The report presents evidence that Mayor Lenny Curry’s administration, in concert with Zahn, engaged in an effort from 2017-19 to privatize JEA, the public electric and water utility, by selling it to a private entity through a competitive bid process.

The report, result of a yearlong investigation ordered by City Council, also alleges that some actions related to the possible sale and a JEA employee bonus plan promoted by Zahn that was squashed, were conducted outside requirements of the Florida Sunshine Law and that information that should have been public record was withheld.

“The Report’s obvious bias should not be a surprise to anyone has read the so called ‘interviews’ on which many of the report’s conclusions are purportedly based. A brief review shows that JEA coerced the testimony of its employees by threatening to fire them with cause or pay them a severance if they cooperated. Witnesses were most often solicited to testify as to what they assumed, speculated or heard in the media – instead of testify about facts,” Mullen said.

He also said responsibility for the process should be placed with others in addition to Zahn, including the utility’s board of directors, consultants that were retained for the bid process and the city Office of General Counsel.

* **PROVIDED DATA**:
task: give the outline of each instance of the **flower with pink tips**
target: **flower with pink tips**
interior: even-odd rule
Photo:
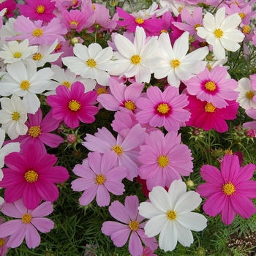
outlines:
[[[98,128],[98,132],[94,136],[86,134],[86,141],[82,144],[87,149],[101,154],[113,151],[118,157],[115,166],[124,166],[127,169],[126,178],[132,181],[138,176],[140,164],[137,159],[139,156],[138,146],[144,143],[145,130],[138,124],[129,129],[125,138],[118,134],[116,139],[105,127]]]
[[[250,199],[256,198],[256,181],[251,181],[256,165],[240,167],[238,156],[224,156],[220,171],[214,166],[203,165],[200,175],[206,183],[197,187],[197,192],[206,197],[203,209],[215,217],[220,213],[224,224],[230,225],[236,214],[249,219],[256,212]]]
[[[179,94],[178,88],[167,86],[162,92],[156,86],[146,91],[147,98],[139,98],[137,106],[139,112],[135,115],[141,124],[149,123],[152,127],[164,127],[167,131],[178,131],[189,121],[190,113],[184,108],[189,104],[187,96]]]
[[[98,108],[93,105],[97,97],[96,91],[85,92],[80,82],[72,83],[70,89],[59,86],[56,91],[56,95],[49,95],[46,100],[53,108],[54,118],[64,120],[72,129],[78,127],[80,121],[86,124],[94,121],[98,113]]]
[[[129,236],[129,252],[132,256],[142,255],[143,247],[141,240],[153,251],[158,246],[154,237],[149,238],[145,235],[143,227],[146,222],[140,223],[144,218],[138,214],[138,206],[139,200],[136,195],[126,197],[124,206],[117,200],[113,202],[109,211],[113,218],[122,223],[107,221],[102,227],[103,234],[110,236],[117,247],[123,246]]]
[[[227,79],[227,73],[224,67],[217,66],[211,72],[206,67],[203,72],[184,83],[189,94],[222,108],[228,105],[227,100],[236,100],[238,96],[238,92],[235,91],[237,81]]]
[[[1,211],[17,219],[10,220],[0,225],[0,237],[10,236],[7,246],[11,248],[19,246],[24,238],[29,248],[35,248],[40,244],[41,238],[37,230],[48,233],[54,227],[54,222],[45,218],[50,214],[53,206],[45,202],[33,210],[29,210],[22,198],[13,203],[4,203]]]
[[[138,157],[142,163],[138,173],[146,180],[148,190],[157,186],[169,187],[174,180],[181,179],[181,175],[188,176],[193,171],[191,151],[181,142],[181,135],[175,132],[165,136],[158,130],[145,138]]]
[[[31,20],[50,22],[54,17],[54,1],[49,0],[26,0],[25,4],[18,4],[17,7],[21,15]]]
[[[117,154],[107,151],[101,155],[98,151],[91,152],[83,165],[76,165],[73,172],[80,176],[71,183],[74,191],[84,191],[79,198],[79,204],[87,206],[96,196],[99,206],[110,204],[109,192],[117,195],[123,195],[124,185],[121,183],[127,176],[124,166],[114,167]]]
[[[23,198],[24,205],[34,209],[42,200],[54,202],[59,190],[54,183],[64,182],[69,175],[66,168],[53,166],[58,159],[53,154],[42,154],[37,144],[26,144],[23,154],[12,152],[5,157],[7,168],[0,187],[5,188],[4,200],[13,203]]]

* **WRITTEN INSTRUCTION**:
Transcribe the excerpt about the JEA privatization report in full, word for word.

* **SOLUTION TO THIS TASK**:
The report presents evidence that Mayor Lenny Curry’s administration, in concert with Zahn, engaged in an effort from 2017-19 to privatize JEA, the public electric and water utility, by selling it to a private entity through a competitive bid process.

The report, result of a yearlong investigation ordered by City Council, also alleges that some actions related to the possible sale and a JEA employee bonus plan promoted by Zahn that was squashed, were conducted outside requirements of the Florida Sunshine Law and that information that should have been public record was withheld.

“The Report’s obvious bias should not be a surprise to anyone has read the so called ‘interviews’ on which many of the report’s conclusions are purportedly based. A brief review shows that JEA coerced the testimony of its employees by threatening to fire them with cause or pay them a severance if they cooperated. Witnesses were most often solicited to testify as to what they assumed, speculated or heard in the media – instead of testify about facts,” Mullen said.

He also said responsibility for the process should be placed with others in addition to Zahn, including the utility’s board of directors, consultants that were retained for the bid process and the city Office of General Counsel.